Retype the lines of the records below, from the line holding "of the asphalt" through the line holding "x=145, y=251", inclusive. Omit the pictures from your answer.

── DATA PROVIDED

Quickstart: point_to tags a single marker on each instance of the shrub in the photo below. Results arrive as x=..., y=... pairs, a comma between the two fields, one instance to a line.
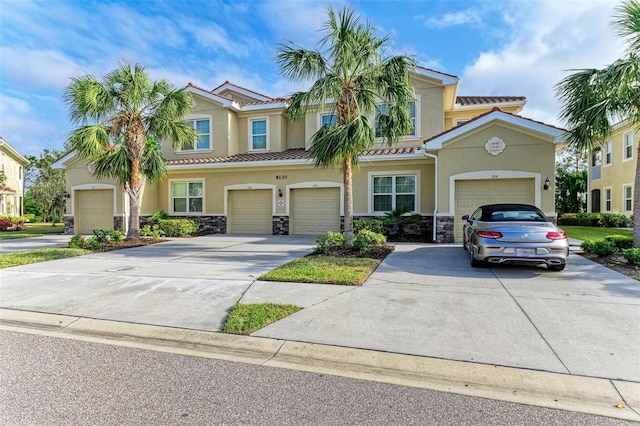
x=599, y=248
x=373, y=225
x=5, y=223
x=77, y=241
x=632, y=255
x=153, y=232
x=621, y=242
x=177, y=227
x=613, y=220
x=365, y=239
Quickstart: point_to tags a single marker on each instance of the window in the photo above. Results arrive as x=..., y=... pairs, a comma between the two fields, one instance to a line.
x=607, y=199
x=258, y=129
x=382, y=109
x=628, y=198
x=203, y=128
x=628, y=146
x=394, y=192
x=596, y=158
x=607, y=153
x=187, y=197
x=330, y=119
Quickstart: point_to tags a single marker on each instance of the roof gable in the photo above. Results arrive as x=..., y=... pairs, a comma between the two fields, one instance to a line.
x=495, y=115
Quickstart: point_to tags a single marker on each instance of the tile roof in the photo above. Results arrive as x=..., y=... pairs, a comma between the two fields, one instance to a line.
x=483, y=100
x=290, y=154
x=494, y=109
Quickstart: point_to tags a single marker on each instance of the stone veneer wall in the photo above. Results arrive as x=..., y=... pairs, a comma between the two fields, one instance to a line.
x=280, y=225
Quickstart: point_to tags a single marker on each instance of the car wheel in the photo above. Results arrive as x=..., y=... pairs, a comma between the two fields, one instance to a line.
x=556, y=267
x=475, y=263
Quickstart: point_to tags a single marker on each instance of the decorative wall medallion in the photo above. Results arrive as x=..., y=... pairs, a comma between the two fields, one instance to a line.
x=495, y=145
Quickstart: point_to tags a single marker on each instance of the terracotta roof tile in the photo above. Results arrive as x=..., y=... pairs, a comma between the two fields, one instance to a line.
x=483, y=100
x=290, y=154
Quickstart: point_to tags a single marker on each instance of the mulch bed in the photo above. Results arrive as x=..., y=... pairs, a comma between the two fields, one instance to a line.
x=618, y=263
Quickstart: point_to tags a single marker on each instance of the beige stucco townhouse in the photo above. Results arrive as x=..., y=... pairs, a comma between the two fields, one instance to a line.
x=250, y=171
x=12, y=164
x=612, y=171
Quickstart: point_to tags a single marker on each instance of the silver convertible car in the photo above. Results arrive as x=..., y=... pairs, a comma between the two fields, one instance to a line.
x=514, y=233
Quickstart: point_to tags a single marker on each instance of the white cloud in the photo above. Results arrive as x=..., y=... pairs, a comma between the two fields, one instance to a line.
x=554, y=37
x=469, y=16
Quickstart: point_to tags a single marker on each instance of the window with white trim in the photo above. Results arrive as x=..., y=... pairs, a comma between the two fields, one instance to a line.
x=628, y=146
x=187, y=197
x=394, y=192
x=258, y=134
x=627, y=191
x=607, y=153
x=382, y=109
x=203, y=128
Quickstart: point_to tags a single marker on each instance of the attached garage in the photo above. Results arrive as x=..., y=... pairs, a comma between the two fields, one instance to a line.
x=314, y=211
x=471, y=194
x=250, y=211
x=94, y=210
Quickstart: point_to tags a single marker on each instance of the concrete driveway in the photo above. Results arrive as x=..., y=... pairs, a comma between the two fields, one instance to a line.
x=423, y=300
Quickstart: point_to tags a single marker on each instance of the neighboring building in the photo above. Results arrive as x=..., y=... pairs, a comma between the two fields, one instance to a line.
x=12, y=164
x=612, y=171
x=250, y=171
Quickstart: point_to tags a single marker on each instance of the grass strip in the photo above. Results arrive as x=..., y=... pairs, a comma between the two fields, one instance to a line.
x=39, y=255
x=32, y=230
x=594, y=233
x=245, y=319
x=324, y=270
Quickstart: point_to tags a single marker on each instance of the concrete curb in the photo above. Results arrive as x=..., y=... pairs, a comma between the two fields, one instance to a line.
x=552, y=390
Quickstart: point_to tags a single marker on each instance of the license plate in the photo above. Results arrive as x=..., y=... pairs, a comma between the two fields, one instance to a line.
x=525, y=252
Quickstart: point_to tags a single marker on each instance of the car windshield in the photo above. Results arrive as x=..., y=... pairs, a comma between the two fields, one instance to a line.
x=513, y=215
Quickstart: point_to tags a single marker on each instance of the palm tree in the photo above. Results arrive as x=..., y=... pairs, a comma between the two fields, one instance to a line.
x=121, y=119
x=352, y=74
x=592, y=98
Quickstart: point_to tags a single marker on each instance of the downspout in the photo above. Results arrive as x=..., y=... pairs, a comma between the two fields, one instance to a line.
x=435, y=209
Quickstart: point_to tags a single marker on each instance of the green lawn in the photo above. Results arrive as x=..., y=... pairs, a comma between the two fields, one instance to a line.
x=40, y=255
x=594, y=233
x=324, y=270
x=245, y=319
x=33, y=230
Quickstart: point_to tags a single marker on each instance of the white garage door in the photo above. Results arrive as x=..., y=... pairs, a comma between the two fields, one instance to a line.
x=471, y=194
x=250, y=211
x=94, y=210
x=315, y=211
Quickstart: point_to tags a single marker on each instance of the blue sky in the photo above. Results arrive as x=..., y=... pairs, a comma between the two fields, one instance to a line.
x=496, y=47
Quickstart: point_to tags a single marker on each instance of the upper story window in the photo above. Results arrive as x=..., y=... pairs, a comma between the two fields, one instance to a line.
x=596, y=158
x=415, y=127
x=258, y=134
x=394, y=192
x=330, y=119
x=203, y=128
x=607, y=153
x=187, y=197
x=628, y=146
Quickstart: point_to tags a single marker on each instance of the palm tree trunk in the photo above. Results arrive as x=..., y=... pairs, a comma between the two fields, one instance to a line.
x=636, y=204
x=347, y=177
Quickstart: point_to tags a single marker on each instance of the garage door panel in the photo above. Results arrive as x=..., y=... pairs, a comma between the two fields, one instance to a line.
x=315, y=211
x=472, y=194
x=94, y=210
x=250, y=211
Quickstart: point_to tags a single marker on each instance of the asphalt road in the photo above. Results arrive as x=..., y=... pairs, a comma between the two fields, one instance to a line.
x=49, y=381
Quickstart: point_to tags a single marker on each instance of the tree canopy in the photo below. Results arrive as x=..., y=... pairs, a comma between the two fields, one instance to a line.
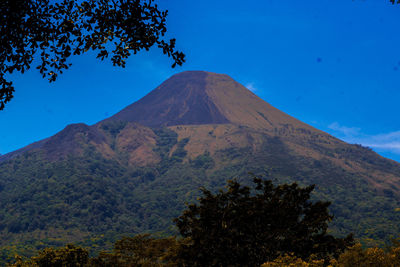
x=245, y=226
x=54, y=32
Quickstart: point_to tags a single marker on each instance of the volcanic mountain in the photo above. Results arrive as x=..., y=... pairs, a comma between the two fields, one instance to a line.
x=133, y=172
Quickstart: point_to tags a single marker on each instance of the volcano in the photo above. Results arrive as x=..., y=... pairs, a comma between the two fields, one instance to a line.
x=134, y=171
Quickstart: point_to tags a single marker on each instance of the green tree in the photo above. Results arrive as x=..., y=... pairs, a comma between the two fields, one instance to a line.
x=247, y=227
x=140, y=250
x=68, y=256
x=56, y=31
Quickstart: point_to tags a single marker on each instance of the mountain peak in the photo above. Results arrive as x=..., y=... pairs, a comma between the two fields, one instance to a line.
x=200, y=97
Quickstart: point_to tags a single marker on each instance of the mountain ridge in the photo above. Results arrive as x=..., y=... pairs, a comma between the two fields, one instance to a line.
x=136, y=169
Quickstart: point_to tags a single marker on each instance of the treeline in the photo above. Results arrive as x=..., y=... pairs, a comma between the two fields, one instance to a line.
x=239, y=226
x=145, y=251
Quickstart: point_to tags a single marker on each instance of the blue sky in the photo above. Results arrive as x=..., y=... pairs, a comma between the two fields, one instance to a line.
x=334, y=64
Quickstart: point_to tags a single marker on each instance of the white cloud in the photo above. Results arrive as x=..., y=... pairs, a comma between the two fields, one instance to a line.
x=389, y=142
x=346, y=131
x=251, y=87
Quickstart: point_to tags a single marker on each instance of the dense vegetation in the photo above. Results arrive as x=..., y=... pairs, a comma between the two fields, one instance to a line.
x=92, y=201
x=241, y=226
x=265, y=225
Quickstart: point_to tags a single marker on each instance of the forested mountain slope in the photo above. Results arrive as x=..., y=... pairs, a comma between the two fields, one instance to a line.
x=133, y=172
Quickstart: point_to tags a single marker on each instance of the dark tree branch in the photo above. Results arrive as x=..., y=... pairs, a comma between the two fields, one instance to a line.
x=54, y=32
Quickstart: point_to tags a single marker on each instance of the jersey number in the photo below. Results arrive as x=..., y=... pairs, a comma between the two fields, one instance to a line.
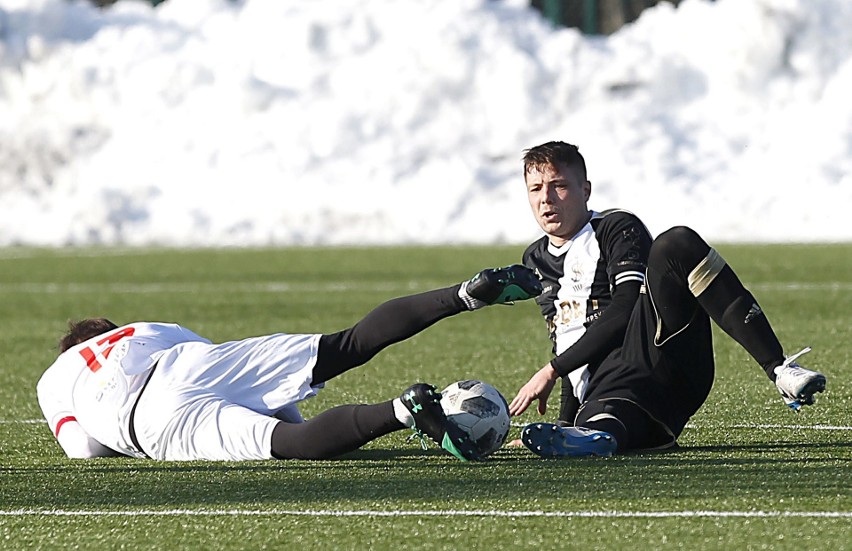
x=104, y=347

────

## ANSWER FOR THIS EXERCISE
Quickstart: point_to tags a single marker on each instance of the asphalt road in the photo above. Results arrive as x=..., y=... pairs, a comma between the two fields, one instance to a line.
x=49, y=381
Quickstart: point_to tags a single marker on each instance of the tree canopy in the photo below. Results arrive as x=..., y=... pairs, a comma between the two fields, one instance to a line.
x=245, y=226
x=54, y=32
Quickstart: point_to tags a single marker on each instance of the volcanic mountain in the photo above. Results arrive as x=..., y=... pairs, a comma between the two fields, one instance to a line.
x=133, y=172
Quickstart: point_to tags a single marker on each instance of the volcano in the photo above. Results arrive as x=..., y=... pairs, a comma between the two fields, one instance to a line.
x=134, y=171
Quickstart: point_to tags a single marker on each instance of the green tree in the photo above. Results arrive as x=..., y=... pairs, a comma between the two fields, one instance to a line.
x=247, y=227
x=140, y=250
x=68, y=256
x=56, y=31
Quickstart: point_to tags a single marker on each instance of the mountain peak in the photo above. Results arrive as x=..., y=... pairs, a comma between the two fields, one instance to a line.
x=200, y=97
Quickstart: point_to tags a single marker on each instance of the mountain ridge in the photo above. Results arrive as x=..., y=... pairs, a comma between the two fields, one instance to a line.
x=136, y=169
Quickstart: point_to tags a single marker on each instance of the treeline in the photo above. Results arrive as x=..., y=... pairs, a comma between the two fields, one instance to a line.
x=239, y=226
x=145, y=251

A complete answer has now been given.